● **AIM**: Which lines of the data contain the word "blurred"? Filter them out and copy each one, matching case exactly.

───

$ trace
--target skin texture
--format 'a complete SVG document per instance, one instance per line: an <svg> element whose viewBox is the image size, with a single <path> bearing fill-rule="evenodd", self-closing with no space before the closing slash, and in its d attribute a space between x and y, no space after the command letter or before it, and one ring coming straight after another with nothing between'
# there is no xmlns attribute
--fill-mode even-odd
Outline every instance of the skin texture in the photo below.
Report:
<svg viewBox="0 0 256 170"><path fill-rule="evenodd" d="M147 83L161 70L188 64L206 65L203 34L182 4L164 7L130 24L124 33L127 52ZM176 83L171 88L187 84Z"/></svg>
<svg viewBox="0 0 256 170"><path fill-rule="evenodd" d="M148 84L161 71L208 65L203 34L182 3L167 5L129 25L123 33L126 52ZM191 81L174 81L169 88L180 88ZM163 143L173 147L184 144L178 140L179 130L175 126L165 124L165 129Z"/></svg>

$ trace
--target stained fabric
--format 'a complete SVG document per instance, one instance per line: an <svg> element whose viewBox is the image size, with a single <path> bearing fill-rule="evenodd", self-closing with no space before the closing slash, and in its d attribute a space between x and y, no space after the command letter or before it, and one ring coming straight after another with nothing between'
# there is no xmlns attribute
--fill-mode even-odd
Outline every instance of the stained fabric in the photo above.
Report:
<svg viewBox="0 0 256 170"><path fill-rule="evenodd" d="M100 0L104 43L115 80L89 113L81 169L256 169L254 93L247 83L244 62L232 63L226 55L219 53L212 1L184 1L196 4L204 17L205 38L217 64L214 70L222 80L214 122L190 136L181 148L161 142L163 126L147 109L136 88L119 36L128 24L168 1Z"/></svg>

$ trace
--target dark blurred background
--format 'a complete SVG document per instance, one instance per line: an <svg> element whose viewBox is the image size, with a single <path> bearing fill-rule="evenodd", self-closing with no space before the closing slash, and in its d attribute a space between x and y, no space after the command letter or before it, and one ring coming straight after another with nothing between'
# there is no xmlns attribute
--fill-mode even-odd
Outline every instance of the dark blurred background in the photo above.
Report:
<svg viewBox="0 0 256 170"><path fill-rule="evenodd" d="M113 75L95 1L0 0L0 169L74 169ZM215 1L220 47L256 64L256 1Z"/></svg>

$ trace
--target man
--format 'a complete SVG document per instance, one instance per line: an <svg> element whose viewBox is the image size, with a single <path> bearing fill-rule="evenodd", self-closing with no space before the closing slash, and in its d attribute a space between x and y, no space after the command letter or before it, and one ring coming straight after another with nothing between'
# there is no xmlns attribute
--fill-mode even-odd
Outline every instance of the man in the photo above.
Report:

───

● **CORRECT OUTPUT**:
--target dark blurred background
Outline every instance of the dark blurred background in the photo above.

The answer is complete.